Reading passage
------------------------------------------------

Dyankov v Minister for Immigration
[2016] FCCA 2167
•24 August 2016
FEDERAL CIRCUIT COURT OF AUSTRALIA
| DYANKOV & ORS v MINISTER FOR IMMIGRATION & ANOR | [2016] FCCA 2167 |
| Catchwords: MIGRATION – Judicial Review of a decision of the Migration Review Tribunal – application for a Business Entry (Class UC) visa – Migration Review Tribunal held no jurisdiction to review decision – application dismissed. |
| Legislation: Federal Circuit Court of Australia Act 1999 (Cth), s.39 Federal Circuit Court Rules 2001 (Cth), rr.8.02, 44.12 Migration Act 1958 (Cth), ss. 140AA, 140GB, 337, 338(2)(d), 338(2)(d)(i), Migration Regulations 1994 (Cth), reg. 4.02, Sch.2 cls. 457.223, 475.224, PIC 4013 |
| Cases cited: Project Blue Sky Inc v Australian Broadcasting Authority [1998] HCA 28; (1998) 194 CLR 355 |
| First Applicant: Second Applicant: Third Applicant: | TIHOMIR ENCHEV DYANKOV SILVIA KRASIMIROVA DYANKOV EMANUEL TIHOMIROV DYANKOV |
| First Respondent: | MINISTER FOR IMMIGRATION & BORDER PROTECTION |
| Second Respondent: | ADMINISTRATIVE APPEALS TRIBUNAL |
| File Number: | MLG 949 of 2015 |
| Judgment of: | Judge Hartnett |
| Hearing date: | 29 April 2016 |
| Delivered at: | Melbourne |
| Delivered on: | 24 August 2016 |
REPRESENTATION
| Senior Counsel for the Applicant: | Ms Costello |
| Junior Counsel for the Applicant: | Mr Guo |
| Solicitors for the Applicant: | Hanna Jackson Lawyers |
| Counsel for the First Respondent: | Mr Brown |
| Solicitors for the First Respondent: | DLA Piper |
ORDERS
The application is dismissed.

------------------------------------------------

Extracted records

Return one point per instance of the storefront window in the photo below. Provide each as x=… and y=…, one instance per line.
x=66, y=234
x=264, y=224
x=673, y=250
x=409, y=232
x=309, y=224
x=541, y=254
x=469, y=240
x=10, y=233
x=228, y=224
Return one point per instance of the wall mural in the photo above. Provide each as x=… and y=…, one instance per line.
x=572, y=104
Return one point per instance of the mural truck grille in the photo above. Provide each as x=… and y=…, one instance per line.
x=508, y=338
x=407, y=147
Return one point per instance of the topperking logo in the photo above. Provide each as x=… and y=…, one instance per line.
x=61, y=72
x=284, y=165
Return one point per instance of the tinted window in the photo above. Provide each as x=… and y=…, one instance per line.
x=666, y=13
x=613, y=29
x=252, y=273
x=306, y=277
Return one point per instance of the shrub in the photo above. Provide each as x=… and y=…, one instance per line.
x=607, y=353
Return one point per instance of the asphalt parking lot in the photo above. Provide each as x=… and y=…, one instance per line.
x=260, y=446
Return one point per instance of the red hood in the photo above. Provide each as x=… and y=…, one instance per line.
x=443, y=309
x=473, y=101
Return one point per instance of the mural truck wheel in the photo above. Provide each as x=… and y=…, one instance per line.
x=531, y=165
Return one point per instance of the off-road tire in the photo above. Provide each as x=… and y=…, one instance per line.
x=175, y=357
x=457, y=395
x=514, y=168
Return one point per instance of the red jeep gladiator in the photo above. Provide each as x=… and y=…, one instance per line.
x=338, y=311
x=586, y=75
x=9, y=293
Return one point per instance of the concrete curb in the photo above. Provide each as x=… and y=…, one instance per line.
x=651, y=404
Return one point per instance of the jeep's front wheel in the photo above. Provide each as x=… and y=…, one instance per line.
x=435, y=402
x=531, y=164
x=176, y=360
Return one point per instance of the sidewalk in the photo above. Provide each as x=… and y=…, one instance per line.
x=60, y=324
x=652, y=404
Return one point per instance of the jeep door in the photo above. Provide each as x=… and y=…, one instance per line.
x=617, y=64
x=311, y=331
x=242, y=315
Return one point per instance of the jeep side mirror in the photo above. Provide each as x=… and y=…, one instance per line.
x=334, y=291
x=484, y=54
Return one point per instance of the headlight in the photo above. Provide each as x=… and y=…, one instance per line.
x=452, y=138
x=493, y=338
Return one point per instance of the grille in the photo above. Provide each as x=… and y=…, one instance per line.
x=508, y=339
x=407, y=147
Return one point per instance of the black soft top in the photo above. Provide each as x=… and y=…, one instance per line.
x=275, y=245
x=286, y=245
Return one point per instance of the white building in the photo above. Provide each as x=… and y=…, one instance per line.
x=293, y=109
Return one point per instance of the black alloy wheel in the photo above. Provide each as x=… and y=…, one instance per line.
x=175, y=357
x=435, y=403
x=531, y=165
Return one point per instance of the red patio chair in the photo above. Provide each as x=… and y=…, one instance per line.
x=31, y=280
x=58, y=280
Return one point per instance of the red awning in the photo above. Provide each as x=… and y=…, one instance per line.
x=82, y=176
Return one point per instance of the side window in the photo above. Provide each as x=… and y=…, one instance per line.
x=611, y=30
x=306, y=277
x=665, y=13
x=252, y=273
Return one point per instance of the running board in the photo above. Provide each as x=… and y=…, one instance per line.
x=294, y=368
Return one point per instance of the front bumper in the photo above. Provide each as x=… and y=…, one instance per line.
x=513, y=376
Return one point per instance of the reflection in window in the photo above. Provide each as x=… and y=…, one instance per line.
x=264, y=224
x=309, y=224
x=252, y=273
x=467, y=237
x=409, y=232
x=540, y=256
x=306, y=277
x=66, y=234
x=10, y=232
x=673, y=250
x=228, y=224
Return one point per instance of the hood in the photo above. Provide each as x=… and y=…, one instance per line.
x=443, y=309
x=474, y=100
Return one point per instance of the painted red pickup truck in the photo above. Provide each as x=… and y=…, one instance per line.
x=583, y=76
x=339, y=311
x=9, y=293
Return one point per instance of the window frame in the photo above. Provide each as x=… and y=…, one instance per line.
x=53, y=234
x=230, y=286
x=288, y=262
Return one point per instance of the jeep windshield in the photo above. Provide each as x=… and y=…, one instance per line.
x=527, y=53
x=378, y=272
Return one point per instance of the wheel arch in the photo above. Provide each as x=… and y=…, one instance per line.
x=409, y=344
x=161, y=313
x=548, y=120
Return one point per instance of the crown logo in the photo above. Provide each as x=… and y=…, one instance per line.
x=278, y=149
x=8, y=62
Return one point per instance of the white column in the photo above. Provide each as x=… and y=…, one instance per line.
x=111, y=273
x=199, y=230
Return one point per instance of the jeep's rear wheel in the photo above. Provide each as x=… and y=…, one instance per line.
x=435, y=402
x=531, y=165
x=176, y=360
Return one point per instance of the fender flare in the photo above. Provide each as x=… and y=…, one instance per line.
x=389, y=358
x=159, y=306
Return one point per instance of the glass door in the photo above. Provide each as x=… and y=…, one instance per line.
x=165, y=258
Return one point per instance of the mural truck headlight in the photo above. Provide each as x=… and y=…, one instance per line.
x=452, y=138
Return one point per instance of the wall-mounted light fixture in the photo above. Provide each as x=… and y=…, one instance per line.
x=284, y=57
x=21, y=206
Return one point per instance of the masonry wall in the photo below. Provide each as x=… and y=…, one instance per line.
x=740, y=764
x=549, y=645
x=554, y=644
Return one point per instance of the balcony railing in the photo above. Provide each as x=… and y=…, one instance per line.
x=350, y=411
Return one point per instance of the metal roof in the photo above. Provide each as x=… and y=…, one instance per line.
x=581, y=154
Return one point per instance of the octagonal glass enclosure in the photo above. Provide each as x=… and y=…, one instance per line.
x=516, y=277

------------------------------------------------

Given problem A
Do the following statements agree with the court judgment? For each, answer yes or no and quote the deciding words of the court judgment. (i) Judge Hartnett gave the judgment. (ii) The hearing was held on 24 August 2016. (iii) The court dismissed the application.
Given problem B
According to the court judgment, which firm acted as solicitors for the First Respondent?
Given problem C
Please carry on the court judgment on the Business Entry visa application from the point where it stops.

Output A
(i) Yes: "Judge Hartnett"
(ii) No: "29 April 2016"
(iii) Yes: "The application is dismissed."

Output B
DLA Piper

Output C
The Applicants pay the costs of the First Respondent fixed in the sum of $6,825.
The First Respondent serve upon the Applicants the affidavit of Aaron Michael Day affirmed 24 August 2016 within 7 days hereof together with any submissions as to the costs reserved on 14 August 2015.
The Applicants file and serve any submissions and/or affidavits they wish to rely on within 7 days thereafter.
| FEDERAL CIRCUIT COURT OF AUSTRALIA AT MELBOURNE |
MLG 949 of 2015
| TIHOMIR ENCHEV DYANKOV |
First Applicant
SILVIA KRASIMIROVA DYANKOV
Second Applicant
EMANUEL TIHOMIROV DYANKOV
Third Applicant
And
| MINISTER FOR IMMIGRATION & BORDER PROTECTION |
First Respondent
| ADMINISTRATIVE APPEALS TRIBUNAL |
Second Respondent
REASONS FOR JUDGMENT
Before the Court was an application filed 4 May 2015 which sought judicial review of a decision of the Migration Review Tribunal (as it then was) (‘the Tribunal’) made on 13 April 2015. The Tribunal determined that it did not have jurisdiction to review a decision of a delegate of the Minister not to grant the First Applicant a Temporary Business Entry (Class UC) visa (‘the visa’).
The grounds of application were as follows:-
“1. The Tribunal’s Decision was affected by jurisdictional error.
2. The Tribunal failed to exercise its jurisdiction by deciding, wrongly, that it did not have jurisdiction under s.338(2)(d)(i) to determine the application on its merits.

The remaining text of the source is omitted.